- **SELECTED EXTRACT**
>>>
Proposals to create a modern base for a Huddersfield GP practice have been submitted to planners.
The proposed scheme, to replace Lindley Group Practice’s existing building next to Huddersfield Royal Infirmary with a brand-new medical centre next to the current premises, have been submitted for formal planning and funding approval.
The idea of the new building has long been in the pipeline, and many patients gave feedback on what they’d like to see in new premises via a survey in 2018. Most people were very supportive of the need for better facilities and keen to see better accommodation for the practice team.
The proposed new building would be constructed right next to the current surgery. The state-of-the-art, energy-efficient new medical centre would have dedicated patient, clinical and administrative space and capacity to provide more training for staff, with better parking for all who use the building.
Dr Matt Kaye from Lindley Group Practice said: “For us, this is first about the care that we can give to our patients: with the building we have now, there are limits to what we can do and the experience that we can give our patients when they come to see us. We want more for our patients and this new facility will give us the modern space we need to do that. This is also about creating a much better workplace for our team. We’ve grown our staff exponentially over the years and we need more and better space to accommodate all the professionals supporting our patients.”
Catherine Wormstone, Head of Primary Care Strategy and Commissioning for Kirklees CCG said: “It’s great to see the plans for Lindley Group Practice developing. I know the team are putting a lot of time into creating the right space where they can provide services that meet patients’ needs, today and in the future.”
Lindley Group Practice has been based in its current building next to Huddersfield Royal Infirmary since the 1960s. Over the years, the practice has taken on more staff and needs more space and parking to offer a wider range of services to its 11,000 patients. Some consulting rooms are very small and not fit for purpose, doorways are narrow – making wheelchair access difficult – and four consulting rooms are upstairs and there is no lift. The reception area is cramped and offers little privacy for patients or the practice team.
The proposed new building would offer capacity to care for 13,000 patients and would be fully accessible for patients with disabilities.
<<<
Stored data entries:
>>>
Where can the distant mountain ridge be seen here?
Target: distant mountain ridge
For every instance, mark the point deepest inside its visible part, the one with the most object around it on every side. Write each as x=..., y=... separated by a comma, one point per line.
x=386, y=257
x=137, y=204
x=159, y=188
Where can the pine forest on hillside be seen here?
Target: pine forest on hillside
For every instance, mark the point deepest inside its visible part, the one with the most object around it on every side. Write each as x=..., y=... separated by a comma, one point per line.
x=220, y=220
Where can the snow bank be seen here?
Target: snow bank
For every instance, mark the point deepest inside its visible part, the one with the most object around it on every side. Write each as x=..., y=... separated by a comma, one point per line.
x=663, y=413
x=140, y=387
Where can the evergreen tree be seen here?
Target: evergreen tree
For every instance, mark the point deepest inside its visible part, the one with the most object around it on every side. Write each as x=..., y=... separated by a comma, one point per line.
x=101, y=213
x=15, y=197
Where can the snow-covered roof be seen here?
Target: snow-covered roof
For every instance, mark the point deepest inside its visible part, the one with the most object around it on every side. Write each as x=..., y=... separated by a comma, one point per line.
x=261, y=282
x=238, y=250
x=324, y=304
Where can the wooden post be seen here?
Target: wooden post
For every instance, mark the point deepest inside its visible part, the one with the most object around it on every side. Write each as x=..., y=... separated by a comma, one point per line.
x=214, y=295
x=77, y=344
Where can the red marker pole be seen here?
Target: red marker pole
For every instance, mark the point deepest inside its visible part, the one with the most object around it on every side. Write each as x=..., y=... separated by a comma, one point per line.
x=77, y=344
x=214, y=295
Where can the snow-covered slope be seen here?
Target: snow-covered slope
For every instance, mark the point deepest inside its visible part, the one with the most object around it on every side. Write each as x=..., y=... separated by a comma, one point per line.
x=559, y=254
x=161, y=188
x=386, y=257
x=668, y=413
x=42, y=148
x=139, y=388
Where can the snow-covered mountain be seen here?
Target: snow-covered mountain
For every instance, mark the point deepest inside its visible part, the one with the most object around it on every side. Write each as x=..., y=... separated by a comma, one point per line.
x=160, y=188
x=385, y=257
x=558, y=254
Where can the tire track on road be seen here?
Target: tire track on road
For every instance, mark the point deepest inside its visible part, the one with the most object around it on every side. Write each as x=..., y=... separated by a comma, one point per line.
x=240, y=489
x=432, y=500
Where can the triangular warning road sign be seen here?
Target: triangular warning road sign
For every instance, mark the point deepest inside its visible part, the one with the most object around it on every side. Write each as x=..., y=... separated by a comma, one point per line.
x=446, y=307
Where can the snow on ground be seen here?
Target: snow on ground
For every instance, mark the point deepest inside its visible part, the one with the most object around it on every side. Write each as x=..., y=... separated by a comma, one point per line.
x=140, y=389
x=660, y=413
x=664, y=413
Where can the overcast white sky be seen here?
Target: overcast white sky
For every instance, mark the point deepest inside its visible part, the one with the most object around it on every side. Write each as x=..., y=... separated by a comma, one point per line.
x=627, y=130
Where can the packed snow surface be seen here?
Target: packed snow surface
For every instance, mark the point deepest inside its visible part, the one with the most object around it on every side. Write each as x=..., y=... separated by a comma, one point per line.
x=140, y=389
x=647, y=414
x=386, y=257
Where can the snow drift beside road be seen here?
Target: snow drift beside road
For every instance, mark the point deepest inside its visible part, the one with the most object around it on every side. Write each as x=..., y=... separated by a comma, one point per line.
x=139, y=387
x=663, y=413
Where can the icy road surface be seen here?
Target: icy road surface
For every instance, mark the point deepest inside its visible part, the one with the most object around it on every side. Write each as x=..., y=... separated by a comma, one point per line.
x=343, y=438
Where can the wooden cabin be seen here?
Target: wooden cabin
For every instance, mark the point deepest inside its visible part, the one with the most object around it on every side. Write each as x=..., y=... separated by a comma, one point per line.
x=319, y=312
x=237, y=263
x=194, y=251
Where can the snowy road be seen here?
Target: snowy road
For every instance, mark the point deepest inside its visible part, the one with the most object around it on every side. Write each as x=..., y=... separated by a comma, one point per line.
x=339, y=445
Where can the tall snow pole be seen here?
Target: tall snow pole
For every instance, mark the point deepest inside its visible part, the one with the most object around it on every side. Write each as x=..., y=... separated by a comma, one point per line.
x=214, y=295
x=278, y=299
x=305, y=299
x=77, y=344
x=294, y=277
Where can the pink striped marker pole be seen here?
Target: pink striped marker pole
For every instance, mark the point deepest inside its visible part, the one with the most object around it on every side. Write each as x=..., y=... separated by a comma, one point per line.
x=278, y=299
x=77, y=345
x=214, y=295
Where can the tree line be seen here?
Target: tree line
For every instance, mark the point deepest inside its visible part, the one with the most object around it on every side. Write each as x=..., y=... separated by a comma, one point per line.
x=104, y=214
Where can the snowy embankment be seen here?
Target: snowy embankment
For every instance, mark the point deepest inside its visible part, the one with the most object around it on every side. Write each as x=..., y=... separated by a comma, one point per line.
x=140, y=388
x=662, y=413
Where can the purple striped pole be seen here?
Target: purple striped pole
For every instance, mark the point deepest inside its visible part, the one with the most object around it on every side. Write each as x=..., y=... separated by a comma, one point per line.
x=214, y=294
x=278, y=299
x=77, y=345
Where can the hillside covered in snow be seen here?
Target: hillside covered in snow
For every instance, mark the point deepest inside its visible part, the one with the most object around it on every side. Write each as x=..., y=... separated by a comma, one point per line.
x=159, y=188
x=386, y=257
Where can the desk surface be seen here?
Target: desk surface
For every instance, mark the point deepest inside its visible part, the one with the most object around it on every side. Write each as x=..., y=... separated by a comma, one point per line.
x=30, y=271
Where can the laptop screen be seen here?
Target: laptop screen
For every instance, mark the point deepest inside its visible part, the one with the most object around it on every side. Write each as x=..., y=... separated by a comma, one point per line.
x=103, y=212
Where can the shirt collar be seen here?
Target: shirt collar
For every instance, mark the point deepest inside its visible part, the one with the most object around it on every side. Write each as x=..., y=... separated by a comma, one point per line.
<<<
Answer these questions on the Lindley Group Practice building plans:
(a) In what year did patients give feedback through a survey about new premises?
(b) Since what decade has the practice been based in its current building?
(c) How many patients would the proposed new building have capacity to care for?

(a) 2018
(b) The 1960s
(c) 13,000